Image-grounded pointing data

* * * *

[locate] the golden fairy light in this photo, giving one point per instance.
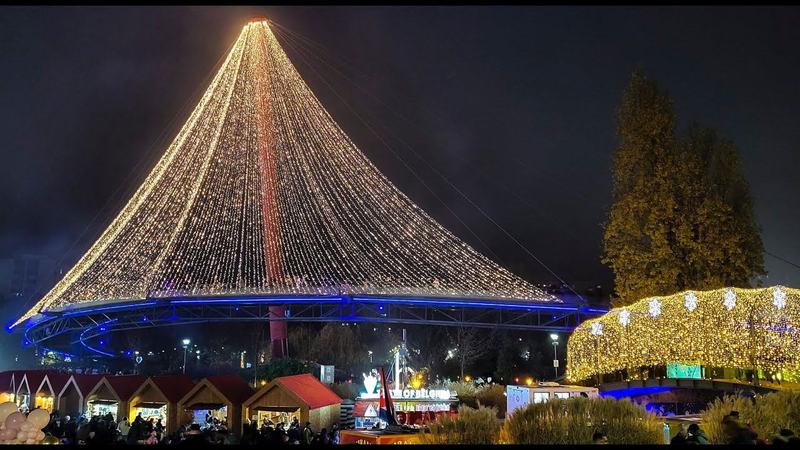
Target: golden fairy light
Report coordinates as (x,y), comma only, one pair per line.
(261,192)
(734,328)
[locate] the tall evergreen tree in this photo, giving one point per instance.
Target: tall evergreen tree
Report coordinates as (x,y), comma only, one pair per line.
(639,235)
(682,216)
(733,236)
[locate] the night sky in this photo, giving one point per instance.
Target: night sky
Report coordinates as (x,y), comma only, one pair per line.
(515,106)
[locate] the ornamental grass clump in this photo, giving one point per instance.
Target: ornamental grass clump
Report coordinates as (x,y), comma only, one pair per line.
(575,420)
(467,392)
(470,426)
(493,395)
(768,414)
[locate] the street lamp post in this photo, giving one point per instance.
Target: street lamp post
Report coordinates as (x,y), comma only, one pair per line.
(186,342)
(554,338)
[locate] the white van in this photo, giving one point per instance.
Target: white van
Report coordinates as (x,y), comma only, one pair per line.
(522,396)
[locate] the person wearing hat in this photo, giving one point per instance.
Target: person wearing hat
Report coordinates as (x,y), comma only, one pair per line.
(308,434)
(696,435)
(194,436)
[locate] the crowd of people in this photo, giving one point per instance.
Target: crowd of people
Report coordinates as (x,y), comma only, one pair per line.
(269,433)
(104,430)
(735,433)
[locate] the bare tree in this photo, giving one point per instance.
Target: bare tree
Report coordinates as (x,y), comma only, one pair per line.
(471,345)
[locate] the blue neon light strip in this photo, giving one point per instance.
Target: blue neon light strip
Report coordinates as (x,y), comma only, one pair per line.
(89,347)
(464,303)
(233,301)
(107,308)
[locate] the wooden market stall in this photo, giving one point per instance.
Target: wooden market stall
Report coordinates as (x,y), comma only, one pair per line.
(7,391)
(301,396)
(26,389)
(71,398)
(220,397)
(111,395)
(46,393)
(158,396)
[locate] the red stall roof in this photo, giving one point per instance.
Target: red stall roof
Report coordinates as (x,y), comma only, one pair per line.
(86,382)
(310,390)
(34,378)
(57,380)
(174,387)
(5,381)
(125,385)
(232,387)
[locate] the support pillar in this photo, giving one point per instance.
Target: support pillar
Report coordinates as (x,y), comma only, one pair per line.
(278,332)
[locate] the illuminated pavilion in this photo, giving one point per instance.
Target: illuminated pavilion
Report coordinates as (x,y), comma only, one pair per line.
(720,334)
(262,197)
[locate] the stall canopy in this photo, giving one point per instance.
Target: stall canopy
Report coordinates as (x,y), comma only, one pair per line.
(111,394)
(46,393)
(7,387)
(162,393)
(302,396)
(71,398)
(213,393)
(28,386)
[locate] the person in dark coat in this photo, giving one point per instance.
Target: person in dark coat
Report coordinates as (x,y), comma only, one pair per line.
(194,437)
(696,435)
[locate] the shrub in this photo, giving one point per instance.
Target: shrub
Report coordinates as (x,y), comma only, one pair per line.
(574,421)
(467,393)
(493,395)
(767,414)
(470,426)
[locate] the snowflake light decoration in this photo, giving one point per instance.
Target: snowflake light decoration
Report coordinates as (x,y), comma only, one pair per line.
(654,307)
(778,298)
(729,299)
(624,317)
(690,301)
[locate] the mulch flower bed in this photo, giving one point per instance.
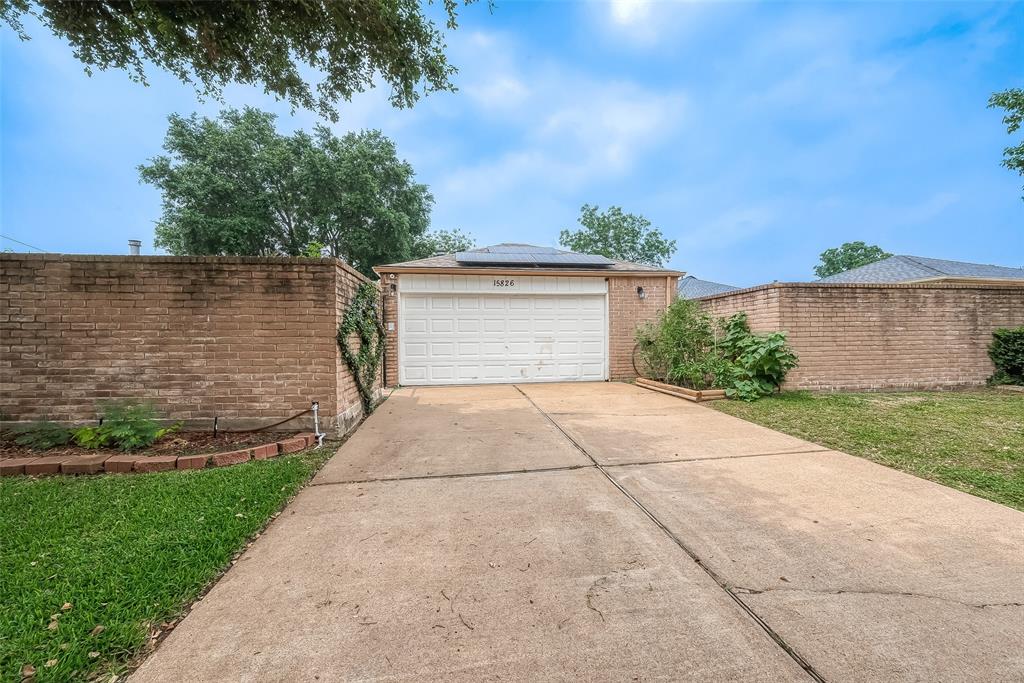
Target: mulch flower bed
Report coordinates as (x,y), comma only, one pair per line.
(179,451)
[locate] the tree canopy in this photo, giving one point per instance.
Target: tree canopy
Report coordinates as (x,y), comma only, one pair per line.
(235,185)
(850,255)
(442,242)
(617,235)
(273,45)
(1012,101)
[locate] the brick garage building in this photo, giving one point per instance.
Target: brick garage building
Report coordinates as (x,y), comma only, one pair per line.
(893,336)
(248,340)
(516,313)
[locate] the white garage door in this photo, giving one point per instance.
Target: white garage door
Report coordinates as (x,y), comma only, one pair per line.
(491,338)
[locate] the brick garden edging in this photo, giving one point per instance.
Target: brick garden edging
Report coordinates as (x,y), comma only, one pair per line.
(98,464)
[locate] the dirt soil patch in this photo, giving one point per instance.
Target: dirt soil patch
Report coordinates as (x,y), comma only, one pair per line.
(179,443)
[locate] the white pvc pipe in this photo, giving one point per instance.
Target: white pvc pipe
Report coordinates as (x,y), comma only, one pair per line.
(316,431)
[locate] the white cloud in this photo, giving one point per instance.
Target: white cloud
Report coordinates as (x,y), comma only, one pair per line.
(729,228)
(501,92)
(563,129)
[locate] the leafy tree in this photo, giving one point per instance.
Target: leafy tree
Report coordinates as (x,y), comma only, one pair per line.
(267,44)
(442,242)
(364,203)
(850,255)
(233,185)
(1013,102)
(617,235)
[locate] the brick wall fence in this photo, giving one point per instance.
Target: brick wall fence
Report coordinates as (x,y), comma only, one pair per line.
(248,340)
(881,336)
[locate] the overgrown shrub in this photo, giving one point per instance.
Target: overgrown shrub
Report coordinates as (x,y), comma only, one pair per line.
(42,435)
(679,346)
(685,346)
(1007,352)
(126,425)
(757,364)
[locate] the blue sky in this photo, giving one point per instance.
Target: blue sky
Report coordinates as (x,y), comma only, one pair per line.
(755,134)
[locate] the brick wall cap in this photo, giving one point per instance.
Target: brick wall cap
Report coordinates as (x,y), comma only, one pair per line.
(863,286)
(225,260)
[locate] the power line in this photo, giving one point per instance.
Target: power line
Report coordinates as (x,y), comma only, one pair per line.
(24,244)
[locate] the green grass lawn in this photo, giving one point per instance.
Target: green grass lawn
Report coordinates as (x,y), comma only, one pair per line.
(90,565)
(971,440)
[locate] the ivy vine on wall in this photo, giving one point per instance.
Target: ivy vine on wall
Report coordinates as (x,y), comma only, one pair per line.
(363,318)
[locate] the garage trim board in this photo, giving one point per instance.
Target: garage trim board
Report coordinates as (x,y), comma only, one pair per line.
(486,330)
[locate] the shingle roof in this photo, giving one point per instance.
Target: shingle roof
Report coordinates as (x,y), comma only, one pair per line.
(905,268)
(693,288)
(449,261)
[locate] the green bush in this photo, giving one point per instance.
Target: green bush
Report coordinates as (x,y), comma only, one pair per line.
(126,425)
(680,346)
(42,435)
(686,347)
(757,364)
(1007,352)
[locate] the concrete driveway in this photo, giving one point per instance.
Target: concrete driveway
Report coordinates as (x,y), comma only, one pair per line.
(602,531)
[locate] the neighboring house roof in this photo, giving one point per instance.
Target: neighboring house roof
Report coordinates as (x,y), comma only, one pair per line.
(693,288)
(914,268)
(451,262)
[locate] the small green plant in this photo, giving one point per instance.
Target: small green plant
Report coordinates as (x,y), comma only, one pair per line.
(42,435)
(88,437)
(1007,352)
(757,364)
(126,425)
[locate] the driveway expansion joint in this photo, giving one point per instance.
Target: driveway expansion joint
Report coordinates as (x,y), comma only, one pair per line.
(457,475)
(900,594)
(788,649)
(700,460)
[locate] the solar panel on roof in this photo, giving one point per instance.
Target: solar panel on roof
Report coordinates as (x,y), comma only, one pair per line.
(552,257)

* * * *

Problem to solve: Your task is to copy each line of the entries that includes the word "ornamental".

Solution to the problem:
[locate] the ornamental grass clump in this photo, giving one point per instance.
Target: ornamental grass clump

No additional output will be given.